• _Exercise description_: Tally up the lines below with "would" in them. Answer with the number only.

• _Input_:
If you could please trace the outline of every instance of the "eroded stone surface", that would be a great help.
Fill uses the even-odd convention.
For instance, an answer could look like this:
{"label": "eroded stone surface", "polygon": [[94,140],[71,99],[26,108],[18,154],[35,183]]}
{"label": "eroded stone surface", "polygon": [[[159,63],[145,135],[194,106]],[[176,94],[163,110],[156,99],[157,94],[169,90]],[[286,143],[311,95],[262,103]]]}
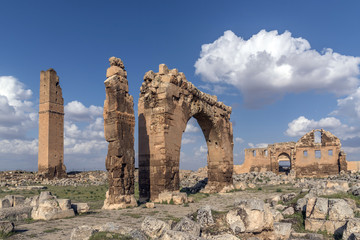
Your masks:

==

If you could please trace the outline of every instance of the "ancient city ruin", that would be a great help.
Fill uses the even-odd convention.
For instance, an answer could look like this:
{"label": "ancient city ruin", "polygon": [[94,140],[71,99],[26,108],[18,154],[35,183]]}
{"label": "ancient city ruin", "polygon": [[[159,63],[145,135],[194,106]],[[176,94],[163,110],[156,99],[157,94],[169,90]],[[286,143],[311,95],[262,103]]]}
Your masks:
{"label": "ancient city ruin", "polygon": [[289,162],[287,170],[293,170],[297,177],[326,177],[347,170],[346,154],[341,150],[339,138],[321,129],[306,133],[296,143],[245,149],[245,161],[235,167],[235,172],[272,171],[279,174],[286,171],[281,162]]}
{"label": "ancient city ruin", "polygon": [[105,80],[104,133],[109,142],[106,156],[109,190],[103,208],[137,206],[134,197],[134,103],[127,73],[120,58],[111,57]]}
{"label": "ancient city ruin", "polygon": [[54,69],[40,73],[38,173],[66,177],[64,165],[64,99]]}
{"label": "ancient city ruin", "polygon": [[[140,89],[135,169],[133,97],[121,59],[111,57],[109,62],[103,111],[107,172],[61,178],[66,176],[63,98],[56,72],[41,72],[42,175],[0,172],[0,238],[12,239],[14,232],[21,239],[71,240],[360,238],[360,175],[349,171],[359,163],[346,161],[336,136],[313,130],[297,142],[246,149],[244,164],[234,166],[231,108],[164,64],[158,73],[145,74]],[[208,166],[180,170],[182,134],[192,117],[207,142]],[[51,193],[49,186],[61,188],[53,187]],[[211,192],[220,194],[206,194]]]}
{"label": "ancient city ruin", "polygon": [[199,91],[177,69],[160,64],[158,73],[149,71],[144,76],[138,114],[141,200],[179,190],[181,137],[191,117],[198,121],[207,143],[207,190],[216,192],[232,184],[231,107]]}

• _Answer to this task_: 2